> [OBJETIVO A]: De acordo com o trecho da fonte, de que depende a situação dos Espíritos após a morte?

> [TRECHO DA FONTE]:
________________

OBS.: Sua ovelha viajante é uma de suas filhas, residente na América, que acabava de fazer longa e penosa viagem.

     Não se teme a morte senão pela incerteza do que se passa nesse momento supremo e pelo que será de nós no além. A crença vaga na vida futura nem sempre basta para acalmar a apreensão do desconhecido. Todas as comunicações que visam iniciar-nos aos detalhes e impressões da passagem tendem a dissipar esse medo, por isto que nos familiarizaram e nos identificam com a transição que em nós se opera. Deste ponto de vista, os da Sra. Foulon e as do Dr. Demeure, que vão adiante, são eminentemente instrutivas. A situação dos Espíritos após a morte é essencialmente variável, segundo a diversidade de aptidões, qualidades e caráter de cada um. Assim, é pela multiplicidade dos exemplos que se pode chegar a conhecer o estado real do mundo invisível. (Allan Kardec).

________________

> [LINHAS DE DADOS]:
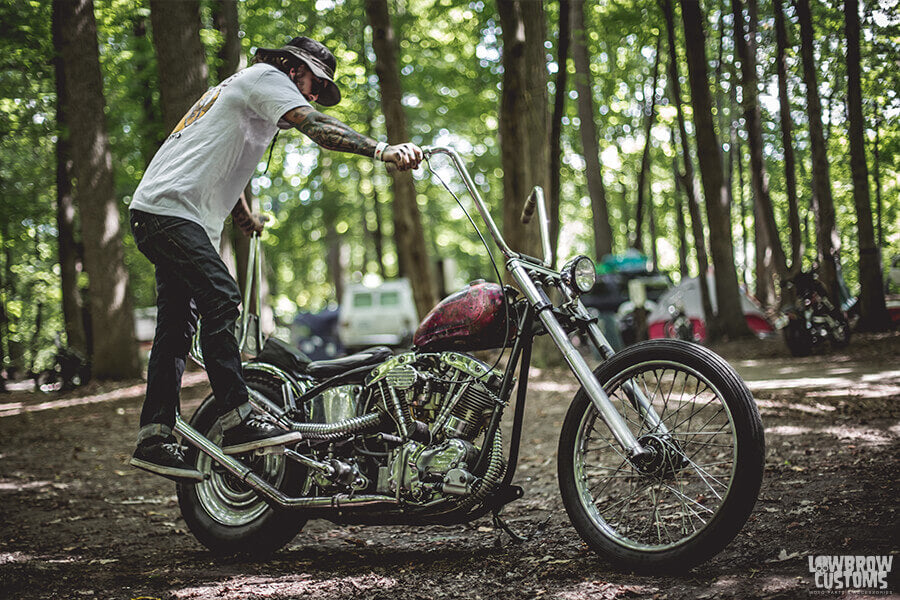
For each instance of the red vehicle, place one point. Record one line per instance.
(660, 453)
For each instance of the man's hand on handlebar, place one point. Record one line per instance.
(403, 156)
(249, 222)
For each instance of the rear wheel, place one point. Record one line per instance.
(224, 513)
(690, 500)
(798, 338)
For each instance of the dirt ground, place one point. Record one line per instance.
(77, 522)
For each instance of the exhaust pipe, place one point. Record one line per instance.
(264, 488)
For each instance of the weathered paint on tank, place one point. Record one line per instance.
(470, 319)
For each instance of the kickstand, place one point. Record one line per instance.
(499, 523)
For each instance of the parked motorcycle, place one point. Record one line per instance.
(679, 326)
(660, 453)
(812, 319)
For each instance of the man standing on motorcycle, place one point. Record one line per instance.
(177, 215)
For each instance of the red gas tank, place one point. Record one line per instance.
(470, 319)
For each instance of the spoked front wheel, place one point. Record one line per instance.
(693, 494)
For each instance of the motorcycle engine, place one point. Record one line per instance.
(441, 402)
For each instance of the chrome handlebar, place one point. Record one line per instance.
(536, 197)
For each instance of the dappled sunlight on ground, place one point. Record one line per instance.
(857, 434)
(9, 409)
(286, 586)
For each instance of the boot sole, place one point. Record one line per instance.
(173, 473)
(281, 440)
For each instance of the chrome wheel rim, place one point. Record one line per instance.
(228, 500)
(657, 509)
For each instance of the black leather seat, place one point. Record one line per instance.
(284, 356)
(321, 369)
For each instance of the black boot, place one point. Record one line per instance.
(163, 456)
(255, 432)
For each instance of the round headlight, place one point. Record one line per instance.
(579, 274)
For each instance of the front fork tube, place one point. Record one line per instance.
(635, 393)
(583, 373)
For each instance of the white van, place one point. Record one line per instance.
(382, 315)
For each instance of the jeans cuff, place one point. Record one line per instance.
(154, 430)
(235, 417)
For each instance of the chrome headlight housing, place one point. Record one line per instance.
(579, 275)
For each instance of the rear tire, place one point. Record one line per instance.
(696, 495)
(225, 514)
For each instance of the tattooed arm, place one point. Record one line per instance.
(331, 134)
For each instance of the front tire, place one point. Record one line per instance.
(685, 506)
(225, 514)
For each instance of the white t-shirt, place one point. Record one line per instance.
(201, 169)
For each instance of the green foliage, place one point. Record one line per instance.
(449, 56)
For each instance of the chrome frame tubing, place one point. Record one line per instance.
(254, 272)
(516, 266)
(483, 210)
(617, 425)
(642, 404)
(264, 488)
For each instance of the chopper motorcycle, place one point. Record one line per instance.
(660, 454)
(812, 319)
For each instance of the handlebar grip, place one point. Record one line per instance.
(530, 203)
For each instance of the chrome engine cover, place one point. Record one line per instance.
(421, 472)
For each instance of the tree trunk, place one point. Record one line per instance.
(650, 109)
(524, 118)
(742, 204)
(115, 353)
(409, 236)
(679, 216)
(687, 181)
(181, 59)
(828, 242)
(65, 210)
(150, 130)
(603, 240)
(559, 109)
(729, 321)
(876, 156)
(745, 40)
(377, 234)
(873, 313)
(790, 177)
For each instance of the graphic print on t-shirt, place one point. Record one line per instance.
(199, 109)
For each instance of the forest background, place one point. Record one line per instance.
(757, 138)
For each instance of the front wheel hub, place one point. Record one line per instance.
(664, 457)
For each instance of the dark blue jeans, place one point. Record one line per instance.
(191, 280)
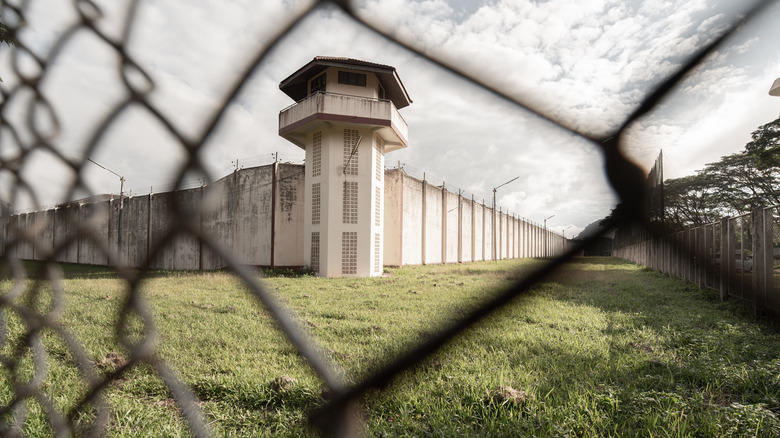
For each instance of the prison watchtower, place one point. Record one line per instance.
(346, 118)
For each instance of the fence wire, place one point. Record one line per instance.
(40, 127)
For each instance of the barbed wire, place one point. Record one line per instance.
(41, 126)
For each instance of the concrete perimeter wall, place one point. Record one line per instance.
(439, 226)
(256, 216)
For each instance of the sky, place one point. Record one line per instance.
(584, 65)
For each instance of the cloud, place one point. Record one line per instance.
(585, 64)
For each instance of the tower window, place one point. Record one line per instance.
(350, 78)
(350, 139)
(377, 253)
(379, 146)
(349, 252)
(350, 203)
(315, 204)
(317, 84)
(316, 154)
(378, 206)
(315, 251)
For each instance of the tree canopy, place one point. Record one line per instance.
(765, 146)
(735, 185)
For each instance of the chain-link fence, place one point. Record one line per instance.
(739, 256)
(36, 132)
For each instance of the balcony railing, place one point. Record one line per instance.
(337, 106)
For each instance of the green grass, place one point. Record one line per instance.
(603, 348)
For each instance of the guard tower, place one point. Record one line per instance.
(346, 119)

________________

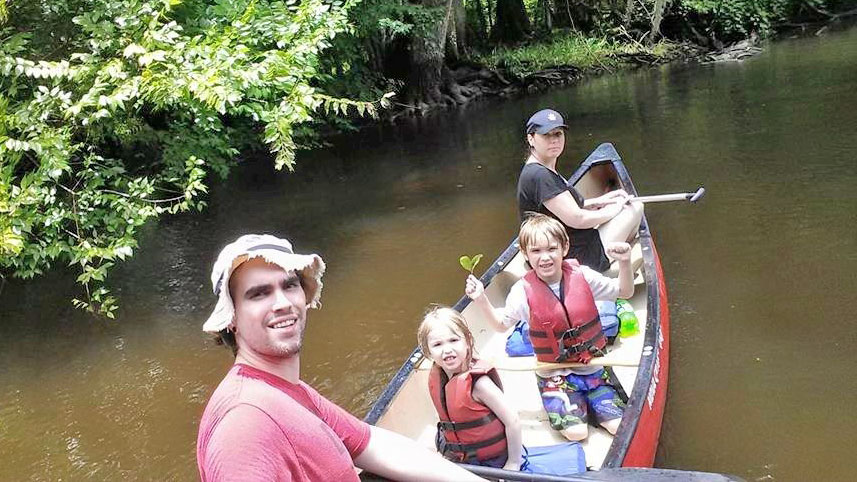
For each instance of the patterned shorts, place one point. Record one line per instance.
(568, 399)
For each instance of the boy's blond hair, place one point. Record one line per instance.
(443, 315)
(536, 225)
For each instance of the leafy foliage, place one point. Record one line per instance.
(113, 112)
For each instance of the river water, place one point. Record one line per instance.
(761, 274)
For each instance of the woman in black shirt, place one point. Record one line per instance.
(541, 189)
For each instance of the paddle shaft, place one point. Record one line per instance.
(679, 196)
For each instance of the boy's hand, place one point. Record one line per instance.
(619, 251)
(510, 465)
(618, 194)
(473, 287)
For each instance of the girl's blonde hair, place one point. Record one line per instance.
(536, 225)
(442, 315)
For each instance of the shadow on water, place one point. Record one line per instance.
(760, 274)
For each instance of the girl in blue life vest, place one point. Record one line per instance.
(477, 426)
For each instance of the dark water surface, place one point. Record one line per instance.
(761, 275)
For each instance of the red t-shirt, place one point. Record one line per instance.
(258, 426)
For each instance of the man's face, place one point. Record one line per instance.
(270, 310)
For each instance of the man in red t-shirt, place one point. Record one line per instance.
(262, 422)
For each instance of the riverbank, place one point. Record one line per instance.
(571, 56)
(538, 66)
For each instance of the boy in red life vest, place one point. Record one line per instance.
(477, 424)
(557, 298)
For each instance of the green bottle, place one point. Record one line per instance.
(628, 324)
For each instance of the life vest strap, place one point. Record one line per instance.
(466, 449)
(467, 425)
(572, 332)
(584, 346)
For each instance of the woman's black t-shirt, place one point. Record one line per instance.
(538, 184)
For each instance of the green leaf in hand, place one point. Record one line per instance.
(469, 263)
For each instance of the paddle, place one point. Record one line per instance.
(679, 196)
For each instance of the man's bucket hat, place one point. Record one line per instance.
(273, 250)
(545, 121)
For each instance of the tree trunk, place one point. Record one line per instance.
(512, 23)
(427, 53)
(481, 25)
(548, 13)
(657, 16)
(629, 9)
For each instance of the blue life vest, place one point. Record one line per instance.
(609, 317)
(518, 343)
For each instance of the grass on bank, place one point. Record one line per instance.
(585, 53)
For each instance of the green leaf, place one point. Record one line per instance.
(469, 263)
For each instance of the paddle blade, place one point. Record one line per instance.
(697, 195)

________________

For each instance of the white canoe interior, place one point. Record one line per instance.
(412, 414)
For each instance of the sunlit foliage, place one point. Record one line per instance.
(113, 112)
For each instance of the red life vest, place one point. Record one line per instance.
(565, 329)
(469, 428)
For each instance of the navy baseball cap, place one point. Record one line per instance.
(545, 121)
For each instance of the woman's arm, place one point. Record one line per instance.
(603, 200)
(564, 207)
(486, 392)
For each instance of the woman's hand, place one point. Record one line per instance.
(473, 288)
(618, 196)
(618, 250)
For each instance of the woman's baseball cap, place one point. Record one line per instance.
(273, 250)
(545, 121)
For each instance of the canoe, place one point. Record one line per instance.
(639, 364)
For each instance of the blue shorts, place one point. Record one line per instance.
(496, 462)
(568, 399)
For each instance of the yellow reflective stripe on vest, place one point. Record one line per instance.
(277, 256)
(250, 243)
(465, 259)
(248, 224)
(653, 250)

________________

> [OBJETIVO B]: Conte as linhas acima em que aparece a palavra "baseball" e responda somente com o número.

> [RESULTADO DA TAREFA A]: Ela depende da diversidade de aptidões, qualidades e caráter de cada um.

> [RESULTADO DA TAREFA B]: 2